What is being asked ▸ In the passage about Robert F. Kennedy Jr.'s nomination, how many employees does the department he was picked to lead have?

That didn’t take long. Shares in big vaccine producers, including Pfizer and Moderna, tumbled soon after Donald Trump named Robert F. Kennedy Jr. as his choice to lead the Department of Health and Human Services.
Picking Kennedy, long a polarizing figure in the worlds of public health and food policy, underscored the president-elect’s desire to disrupt Washington with highly unconventional cabinet picks. Whether Kennedy — or Matt Gaetz, Pete Hegseth or Tulsi Gabbard, for that matter — can get Senate confirmation is another question.
The choice suggests that Trump wants to drastically overhaul U.S. public health policy. Kennedy’s divisive views — including skepticism about vaccines, pesticides and water fluoridation — are well known. (As is his sowing of misinformation.) But he has now been picked to lead a huge department with 80,000 employees, whose regulations affect America’s food and medicine choices.
Kennedy provided crucial political support for Trump during the campaign, so it seemed likely that he would get significant influence. Trump is seeking to give him real power to, in the president-elect’s words, help “ensure that everybody will be protected from harmful chemicals, pollutants, pesticides, pharmaceutical products, and food additives.”
How far will Kennedy go? In his own comments, he said he wanted to “clean up corruption, stop the revolving door between industry and government, and return our health agencies to their rich tradition of gold-standard, evidence-based science.” He has already suggested he would fire agency employees.
Though he’s perhaps best known for his vaccine skepticism, Kennedy last week told NPR that “we’re not going to take vaccines away from anybody.”

Stored data records:

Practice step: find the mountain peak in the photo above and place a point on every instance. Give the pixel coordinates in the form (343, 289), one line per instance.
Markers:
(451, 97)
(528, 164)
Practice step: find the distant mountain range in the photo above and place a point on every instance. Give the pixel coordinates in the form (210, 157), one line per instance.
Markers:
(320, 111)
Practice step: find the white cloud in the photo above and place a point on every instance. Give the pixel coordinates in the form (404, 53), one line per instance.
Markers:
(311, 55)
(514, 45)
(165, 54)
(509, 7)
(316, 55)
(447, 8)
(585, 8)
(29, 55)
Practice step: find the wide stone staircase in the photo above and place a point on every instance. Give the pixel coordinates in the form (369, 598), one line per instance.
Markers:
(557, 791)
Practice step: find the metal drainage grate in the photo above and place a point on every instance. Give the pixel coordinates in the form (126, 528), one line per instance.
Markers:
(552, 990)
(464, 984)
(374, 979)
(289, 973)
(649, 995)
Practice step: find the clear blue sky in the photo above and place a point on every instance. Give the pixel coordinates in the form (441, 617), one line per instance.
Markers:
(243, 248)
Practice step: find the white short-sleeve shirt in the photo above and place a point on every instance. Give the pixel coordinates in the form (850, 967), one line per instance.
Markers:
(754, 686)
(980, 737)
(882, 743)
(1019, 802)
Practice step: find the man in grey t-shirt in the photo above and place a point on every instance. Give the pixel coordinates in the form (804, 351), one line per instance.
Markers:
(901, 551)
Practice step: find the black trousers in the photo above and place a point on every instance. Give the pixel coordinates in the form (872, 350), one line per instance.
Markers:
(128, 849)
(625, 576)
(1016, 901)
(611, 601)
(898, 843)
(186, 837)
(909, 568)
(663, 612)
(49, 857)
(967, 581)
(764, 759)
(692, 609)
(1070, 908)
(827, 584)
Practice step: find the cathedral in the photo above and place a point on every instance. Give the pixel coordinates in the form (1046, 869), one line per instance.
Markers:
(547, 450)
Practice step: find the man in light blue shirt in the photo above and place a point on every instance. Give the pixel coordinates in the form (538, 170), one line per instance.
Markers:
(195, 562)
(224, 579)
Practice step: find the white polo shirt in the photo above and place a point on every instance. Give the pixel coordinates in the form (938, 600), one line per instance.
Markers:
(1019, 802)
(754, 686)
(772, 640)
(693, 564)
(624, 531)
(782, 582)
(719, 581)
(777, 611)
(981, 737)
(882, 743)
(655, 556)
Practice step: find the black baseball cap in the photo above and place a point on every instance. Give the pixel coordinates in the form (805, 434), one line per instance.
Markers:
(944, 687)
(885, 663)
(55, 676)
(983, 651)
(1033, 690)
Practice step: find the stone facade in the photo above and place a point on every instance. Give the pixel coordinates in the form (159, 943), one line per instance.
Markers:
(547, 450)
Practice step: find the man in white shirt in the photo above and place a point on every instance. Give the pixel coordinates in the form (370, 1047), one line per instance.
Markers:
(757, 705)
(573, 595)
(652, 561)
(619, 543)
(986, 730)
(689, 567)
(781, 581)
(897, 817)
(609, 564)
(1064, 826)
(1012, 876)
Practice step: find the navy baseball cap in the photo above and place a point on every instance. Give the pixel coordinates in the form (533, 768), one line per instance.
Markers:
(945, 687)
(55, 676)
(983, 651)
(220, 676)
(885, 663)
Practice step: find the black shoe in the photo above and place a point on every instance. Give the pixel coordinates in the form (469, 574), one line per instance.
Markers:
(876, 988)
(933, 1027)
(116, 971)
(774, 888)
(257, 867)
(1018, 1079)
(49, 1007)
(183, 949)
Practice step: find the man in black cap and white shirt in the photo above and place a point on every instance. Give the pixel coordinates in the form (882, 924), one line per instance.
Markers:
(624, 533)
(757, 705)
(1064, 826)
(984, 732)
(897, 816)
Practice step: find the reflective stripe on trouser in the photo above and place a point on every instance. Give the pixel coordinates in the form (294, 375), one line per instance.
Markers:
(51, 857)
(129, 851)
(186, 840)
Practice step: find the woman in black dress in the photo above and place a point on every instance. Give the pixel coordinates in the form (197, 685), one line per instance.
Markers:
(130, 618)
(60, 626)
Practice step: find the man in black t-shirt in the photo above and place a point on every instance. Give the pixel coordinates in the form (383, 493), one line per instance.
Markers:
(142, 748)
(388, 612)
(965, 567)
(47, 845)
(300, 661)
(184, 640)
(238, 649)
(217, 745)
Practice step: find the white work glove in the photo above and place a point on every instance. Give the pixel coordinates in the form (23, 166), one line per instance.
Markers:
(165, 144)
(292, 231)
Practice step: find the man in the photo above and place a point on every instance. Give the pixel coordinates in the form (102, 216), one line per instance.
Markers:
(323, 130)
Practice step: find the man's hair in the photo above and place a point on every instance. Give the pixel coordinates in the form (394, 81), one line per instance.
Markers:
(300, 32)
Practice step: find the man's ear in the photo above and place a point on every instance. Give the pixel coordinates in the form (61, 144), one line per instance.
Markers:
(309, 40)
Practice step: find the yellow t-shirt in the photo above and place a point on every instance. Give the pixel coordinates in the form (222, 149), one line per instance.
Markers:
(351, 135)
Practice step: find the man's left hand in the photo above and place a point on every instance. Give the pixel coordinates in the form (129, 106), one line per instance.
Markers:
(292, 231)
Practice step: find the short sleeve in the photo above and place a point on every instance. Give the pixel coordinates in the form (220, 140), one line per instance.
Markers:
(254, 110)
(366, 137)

Task answer ▸ 80,000 employees.